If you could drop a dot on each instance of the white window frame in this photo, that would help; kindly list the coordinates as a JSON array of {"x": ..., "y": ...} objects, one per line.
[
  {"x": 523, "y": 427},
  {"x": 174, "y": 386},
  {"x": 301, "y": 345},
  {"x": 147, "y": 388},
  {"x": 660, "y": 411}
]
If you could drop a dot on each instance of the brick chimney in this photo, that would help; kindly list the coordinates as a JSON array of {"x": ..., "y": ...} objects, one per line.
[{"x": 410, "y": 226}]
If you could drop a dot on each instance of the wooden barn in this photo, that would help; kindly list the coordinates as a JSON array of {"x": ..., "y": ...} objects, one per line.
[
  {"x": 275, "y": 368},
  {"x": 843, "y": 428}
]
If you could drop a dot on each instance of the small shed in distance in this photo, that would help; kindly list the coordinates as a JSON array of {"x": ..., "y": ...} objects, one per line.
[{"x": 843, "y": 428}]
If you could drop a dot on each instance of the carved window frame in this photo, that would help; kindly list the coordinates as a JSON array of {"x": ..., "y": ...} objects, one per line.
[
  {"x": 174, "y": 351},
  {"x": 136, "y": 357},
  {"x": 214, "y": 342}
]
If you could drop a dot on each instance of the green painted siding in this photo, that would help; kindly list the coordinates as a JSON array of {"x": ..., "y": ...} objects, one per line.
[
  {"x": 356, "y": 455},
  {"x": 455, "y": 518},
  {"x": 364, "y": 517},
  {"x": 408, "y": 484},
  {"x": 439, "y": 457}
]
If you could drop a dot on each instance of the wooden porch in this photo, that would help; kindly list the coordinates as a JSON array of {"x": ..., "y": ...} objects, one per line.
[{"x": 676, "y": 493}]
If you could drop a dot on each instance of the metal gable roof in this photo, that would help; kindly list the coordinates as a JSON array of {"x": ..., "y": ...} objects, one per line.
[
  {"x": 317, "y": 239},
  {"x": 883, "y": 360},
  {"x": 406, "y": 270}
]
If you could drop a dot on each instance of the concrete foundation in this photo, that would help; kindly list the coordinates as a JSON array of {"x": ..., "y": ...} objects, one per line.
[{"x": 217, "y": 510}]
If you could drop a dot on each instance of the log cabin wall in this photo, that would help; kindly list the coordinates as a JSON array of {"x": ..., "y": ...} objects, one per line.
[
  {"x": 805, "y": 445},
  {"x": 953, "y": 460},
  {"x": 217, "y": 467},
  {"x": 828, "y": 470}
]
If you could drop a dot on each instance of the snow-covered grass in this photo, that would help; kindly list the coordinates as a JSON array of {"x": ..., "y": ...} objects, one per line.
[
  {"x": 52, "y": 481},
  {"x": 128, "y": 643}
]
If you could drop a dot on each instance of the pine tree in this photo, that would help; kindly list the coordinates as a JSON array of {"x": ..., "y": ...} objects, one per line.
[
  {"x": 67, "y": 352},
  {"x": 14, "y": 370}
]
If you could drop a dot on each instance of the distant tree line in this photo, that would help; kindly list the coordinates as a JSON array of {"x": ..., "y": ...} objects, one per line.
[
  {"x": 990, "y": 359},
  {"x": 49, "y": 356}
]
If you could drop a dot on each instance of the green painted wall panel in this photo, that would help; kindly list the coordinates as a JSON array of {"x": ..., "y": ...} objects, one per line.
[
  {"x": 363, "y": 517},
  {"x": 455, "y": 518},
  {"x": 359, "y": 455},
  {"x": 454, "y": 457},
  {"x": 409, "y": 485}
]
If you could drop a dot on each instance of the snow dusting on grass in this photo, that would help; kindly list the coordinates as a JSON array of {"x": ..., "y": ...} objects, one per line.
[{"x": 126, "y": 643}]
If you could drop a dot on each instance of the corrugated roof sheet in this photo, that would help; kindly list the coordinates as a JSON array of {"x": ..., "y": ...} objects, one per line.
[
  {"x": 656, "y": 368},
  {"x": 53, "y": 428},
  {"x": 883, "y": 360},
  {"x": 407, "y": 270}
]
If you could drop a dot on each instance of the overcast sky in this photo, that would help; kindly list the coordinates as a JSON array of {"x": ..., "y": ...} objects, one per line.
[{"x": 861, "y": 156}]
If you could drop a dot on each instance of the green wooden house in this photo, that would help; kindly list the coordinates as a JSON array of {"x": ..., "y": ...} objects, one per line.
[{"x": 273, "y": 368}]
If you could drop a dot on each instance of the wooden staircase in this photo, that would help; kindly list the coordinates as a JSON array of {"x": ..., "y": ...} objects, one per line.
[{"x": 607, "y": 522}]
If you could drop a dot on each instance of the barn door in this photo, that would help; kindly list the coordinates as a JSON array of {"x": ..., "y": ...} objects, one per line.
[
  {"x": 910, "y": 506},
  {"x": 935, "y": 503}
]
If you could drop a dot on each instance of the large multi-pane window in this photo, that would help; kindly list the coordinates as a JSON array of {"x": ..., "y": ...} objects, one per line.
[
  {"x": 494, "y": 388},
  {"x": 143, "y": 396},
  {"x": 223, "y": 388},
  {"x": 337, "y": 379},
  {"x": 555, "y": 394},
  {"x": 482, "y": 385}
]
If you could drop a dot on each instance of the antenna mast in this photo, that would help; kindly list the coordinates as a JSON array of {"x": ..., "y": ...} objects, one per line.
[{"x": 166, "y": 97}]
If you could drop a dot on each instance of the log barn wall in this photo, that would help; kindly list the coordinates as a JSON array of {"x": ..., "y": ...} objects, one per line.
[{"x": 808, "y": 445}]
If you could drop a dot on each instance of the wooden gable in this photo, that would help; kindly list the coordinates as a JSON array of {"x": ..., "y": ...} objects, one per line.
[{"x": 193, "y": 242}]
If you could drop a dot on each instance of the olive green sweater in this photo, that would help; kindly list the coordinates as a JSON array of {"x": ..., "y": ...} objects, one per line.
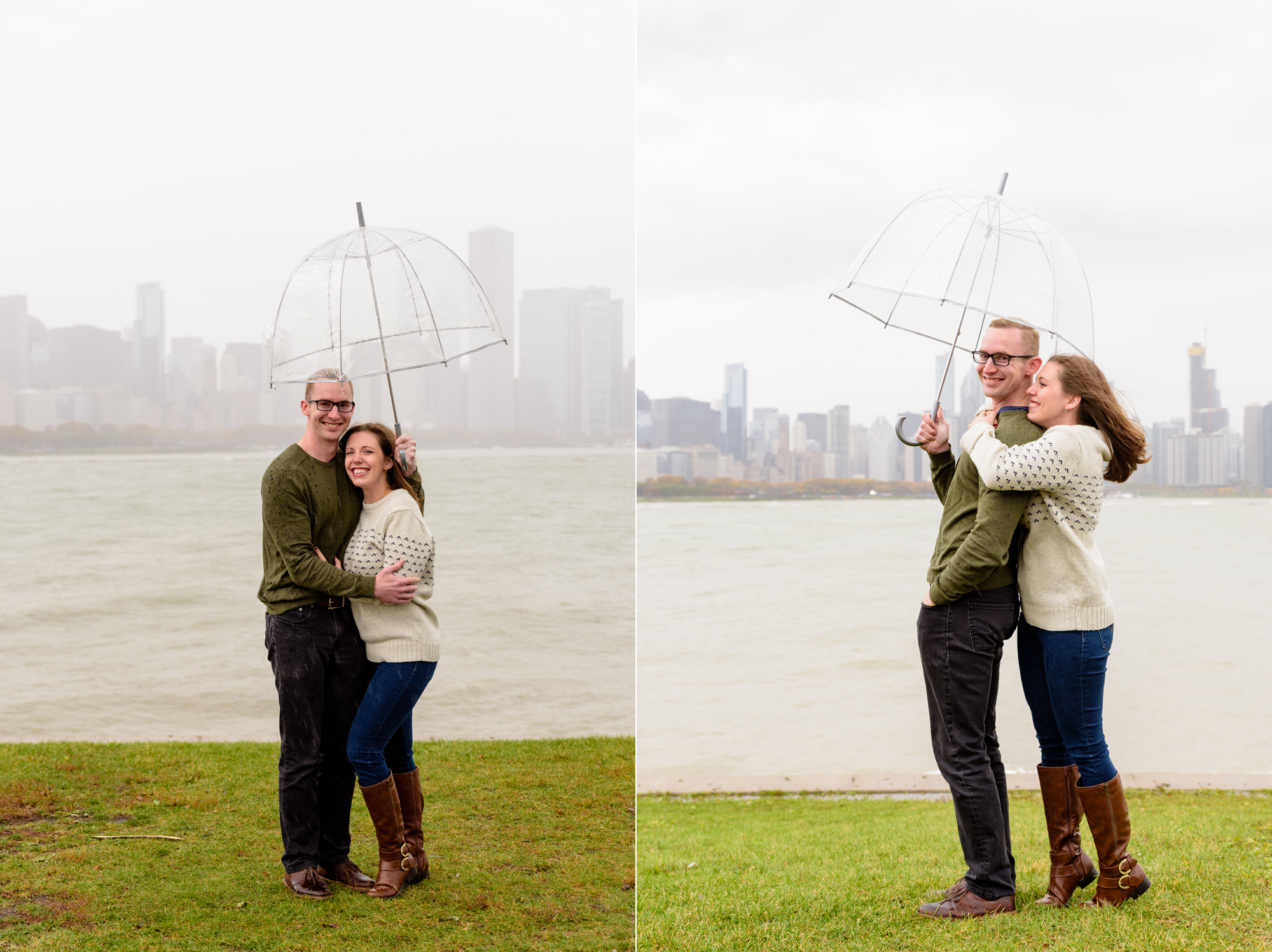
[
  {"x": 978, "y": 544},
  {"x": 307, "y": 503}
]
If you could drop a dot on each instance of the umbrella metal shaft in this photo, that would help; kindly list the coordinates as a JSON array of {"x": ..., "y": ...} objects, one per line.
[{"x": 376, "y": 303}]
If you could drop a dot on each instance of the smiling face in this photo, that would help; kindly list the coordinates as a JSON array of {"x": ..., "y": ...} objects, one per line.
[
  {"x": 328, "y": 425},
  {"x": 1006, "y": 385},
  {"x": 1049, "y": 404},
  {"x": 367, "y": 465}
]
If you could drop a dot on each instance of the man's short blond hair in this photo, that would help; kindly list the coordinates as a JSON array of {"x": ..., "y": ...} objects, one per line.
[
  {"x": 333, "y": 375},
  {"x": 1028, "y": 335}
]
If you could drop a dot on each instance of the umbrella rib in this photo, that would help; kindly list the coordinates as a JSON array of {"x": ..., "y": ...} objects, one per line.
[
  {"x": 908, "y": 330},
  {"x": 392, "y": 336},
  {"x": 960, "y": 259},
  {"x": 882, "y": 233},
  {"x": 427, "y": 302},
  {"x": 417, "y": 367}
]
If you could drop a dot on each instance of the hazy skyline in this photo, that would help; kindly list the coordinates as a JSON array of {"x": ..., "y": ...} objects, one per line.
[
  {"x": 211, "y": 149},
  {"x": 775, "y": 142}
]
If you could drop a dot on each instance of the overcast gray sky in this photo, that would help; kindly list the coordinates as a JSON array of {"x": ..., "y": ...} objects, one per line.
[
  {"x": 209, "y": 147},
  {"x": 775, "y": 139}
]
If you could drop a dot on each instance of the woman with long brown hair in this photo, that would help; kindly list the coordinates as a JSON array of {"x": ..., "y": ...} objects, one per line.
[
  {"x": 1067, "y": 628},
  {"x": 404, "y": 644}
]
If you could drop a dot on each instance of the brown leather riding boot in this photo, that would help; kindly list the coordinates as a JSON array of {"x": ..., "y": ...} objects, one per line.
[
  {"x": 411, "y": 798},
  {"x": 1070, "y": 866},
  {"x": 396, "y": 862},
  {"x": 1110, "y": 820}
]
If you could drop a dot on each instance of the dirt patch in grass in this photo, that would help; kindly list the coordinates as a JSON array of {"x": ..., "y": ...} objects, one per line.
[
  {"x": 25, "y": 801},
  {"x": 57, "y": 909}
]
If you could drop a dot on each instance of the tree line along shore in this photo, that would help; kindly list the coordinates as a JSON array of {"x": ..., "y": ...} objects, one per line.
[{"x": 680, "y": 489}]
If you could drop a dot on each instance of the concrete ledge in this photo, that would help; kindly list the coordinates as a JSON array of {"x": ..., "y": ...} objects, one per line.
[{"x": 928, "y": 783}]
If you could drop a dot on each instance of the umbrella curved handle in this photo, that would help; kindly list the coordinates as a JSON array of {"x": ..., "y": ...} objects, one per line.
[{"x": 901, "y": 434}]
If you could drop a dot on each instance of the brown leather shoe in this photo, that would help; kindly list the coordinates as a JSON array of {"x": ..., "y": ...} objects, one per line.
[
  {"x": 961, "y": 902},
  {"x": 411, "y": 799},
  {"x": 396, "y": 859},
  {"x": 348, "y": 874},
  {"x": 1121, "y": 874},
  {"x": 307, "y": 883},
  {"x": 1070, "y": 866}
]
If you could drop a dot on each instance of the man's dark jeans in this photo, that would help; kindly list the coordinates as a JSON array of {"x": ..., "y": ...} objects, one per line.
[
  {"x": 320, "y": 668},
  {"x": 961, "y": 648}
]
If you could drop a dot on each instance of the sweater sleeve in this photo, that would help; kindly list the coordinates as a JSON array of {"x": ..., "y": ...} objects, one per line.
[
  {"x": 943, "y": 473},
  {"x": 986, "y": 548},
  {"x": 287, "y": 521},
  {"x": 1047, "y": 462}
]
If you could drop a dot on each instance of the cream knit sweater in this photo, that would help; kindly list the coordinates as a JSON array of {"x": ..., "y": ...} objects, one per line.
[
  {"x": 1061, "y": 574},
  {"x": 391, "y": 530}
]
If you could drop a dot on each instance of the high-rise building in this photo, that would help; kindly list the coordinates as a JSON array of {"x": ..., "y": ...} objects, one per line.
[
  {"x": 1255, "y": 473},
  {"x": 572, "y": 373},
  {"x": 15, "y": 341},
  {"x": 680, "y": 422},
  {"x": 245, "y": 368},
  {"x": 88, "y": 357},
  {"x": 1158, "y": 436},
  {"x": 883, "y": 451},
  {"x": 492, "y": 372},
  {"x": 1206, "y": 413},
  {"x": 194, "y": 364},
  {"x": 148, "y": 341},
  {"x": 644, "y": 420},
  {"x": 602, "y": 345},
  {"x": 733, "y": 413},
  {"x": 839, "y": 441},
  {"x": 815, "y": 429}
]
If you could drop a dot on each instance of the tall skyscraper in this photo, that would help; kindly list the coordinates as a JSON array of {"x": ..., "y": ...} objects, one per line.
[
  {"x": 602, "y": 353},
  {"x": 492, "y": 381},
  {"x": 148, "y": 341},
  {"x": 1208, "y": 415},
  {"x": 15, "y": 341},
  {"x": 1259, "y": 445},
  {"x": 572, "y": 377},
  {"x": 839, "y": 441},
  {"x": 733, "y": 411},
  {"x": 815, "y": 429}
]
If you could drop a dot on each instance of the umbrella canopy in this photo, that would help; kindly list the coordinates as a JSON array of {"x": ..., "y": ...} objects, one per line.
[
  {"x": 952, "y": 261},
  {"x": 378, "y": 301}
]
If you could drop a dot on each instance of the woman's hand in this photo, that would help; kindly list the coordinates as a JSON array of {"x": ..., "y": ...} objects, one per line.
[{"x": 325, "y": 558}]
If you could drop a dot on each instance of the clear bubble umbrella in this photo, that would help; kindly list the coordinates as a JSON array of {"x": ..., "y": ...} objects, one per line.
[
  {"x": 378, "y": 301},
  {"x": 952, "y": 261}
]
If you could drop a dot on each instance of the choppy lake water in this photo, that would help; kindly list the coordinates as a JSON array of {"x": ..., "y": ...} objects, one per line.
[
  {"x": 779, "y": 638},
  {"x": 132, "y": 596}
]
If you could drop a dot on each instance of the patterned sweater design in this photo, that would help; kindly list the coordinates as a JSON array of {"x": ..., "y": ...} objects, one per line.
[
  {"x": 1063, "y": 582},
  {"x": 390, "y": 530}
]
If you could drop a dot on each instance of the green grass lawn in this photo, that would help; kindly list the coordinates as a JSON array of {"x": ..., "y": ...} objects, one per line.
[
  {"x": 531, "y": 846},
  {"x": 802, "y": 873}
]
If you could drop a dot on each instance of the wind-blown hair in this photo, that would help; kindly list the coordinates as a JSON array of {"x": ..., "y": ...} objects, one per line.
************
**What to work on**
The required output is the span of lines from the one containing "of the woman's" to the last line, reproduced character for character.

**The output**
If you could drop a dot on each instance of the woman's hand in this photo, that would help; kindly list the coordinates as a JSON array of {"x": ..., "y": ...} objects, one per line.
[{"x": 325, "y": 558}]
If you could drop a dot on each instance of the clear bubble umbrella in this photo, that would help; kindly list the coordinates as a JSON array of {"x": ..., "y": ...} objects, one per line.
[
  {"x": 378, "y": 301},
  {"x": 952, "y": 261}
]
If you could drop a dot on each instance of the choppy lake water in this photo, that would help; kindly list the coordinates as a JSON array of {"x": ..., "y": ...} objects, one per line.
[
  {"x": 779, "y": 638},
  {"x": 132, "y": 596}
]
If you could drop a dot on each instance of the patterned sweater design in this photo, that would help; kindly list the coordinates as a JSON array of {"x": ..., "y": ...} objects, one per line.
[
  {"x": 1063, "y": 582},
  {"x": 390, "y": 530}
]
If you could drop a dot on each instance of the green grass lawn in this photo, that would help; kindly list the coordinates as a JSON array of {"x": ..., "y": ...} objects, one per line.
[
  {"x": 531, "y": 846},
  {"x": 802, "y": 873}
]
If you could drop a dot on each instance of the wind-blown hair in this photo, that would help; kindly list the coordinates as a JSON array of {"x": ..., "y": ...} objects, one per line.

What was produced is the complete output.